GIVEN PASSAGE:
____________________
Hardly anything stated in the open letter published by four former editorial journalists of Deutsche Welle‘s (Voice of Germany) Chinese department can be accepted as a fact right away. Even China Daily Net (中国日报网, via Huanqiu Shibao and many other Chinese papers who republished it) appeared to frown – not at the allegations, but at the four authors’ inability to give a more succinct account of what comes across as a plight under an autocratic (Deutsche-Welle-departmental) regime.
"Kiss, bow, or shake hands" (click picture above for more business etiquette)
From November 2008 until now, I have rarely asked myself how I do feel about the changes that have taken place at Deutsche Welle myself, and whenever I did, I found that my feelings were mixed. Yes, more critical coverage on China was what I had missed during the years between 2000 and 2008, but the way the Welle managed the crisis brought about – apparently – by a few Chinese dissident and several German intellectuals didn’t make me feel exactly happy. That said, given the sluggish first eight years of this century, it was no surprise that a Chinese department which had seemed to have developed a policy of arrogance towards human rights issues, and a policy of chumming up to power (business and CCP alike) had begun to reel once their critics – apparently all of a sudden – began to have an impact on the debate about Deutsche Welle.
____________________
SOURCE EXCERPT:

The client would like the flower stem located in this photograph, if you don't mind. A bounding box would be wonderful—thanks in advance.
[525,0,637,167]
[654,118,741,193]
____________________
PROBLEM TO SOLVE: Carry on the commentary about Deutsche Welle's Chinese department, picking up right after its final sentence. Nothing in the data is needed here.

SOLVED PROBLEM:
Deutsche Welle headquarters, Bonn (Wikimedia Commons, click on the picture for source)
The Welle’s general management didn’t seem to deserve great points of performance, either. It’s ways of interaction with parliament, political parties, the dissidents, and their Chinese audience looked like politics at its worst. The good thing was that, as bad as it was, there wasn’t much porcelain to be destroyed anyway – not from my personal point of view. Boredom would be a nicety to describe my feelings when listening to the Chinese programs. No wonder that Wei Jingsheng wasn’t listening any more.
In recent days, I had a discussion with a sinologist – no discussion that would be available online, and not in the Deutsche-Welle context – who suggested that what mattered, when it came to information from German media, was that Chinese people would actually be interested in reading along. Window-speeches (his referral to what others might call “value-based journalism”) wouldn’t cut it.
Maybe it wouldn’t. But to me, this was an obvious example of how easy you might lose your own way, if you only care about what others (supposedly) want to hear, or if you only care about the terms on which others would be willing to discuss things at all.
So should I feel unhappy about the way China’s press covers the current status at Deutsche Welle? Should those Chinese listeners or readers who want information, rather than propaganda, feel bad about it?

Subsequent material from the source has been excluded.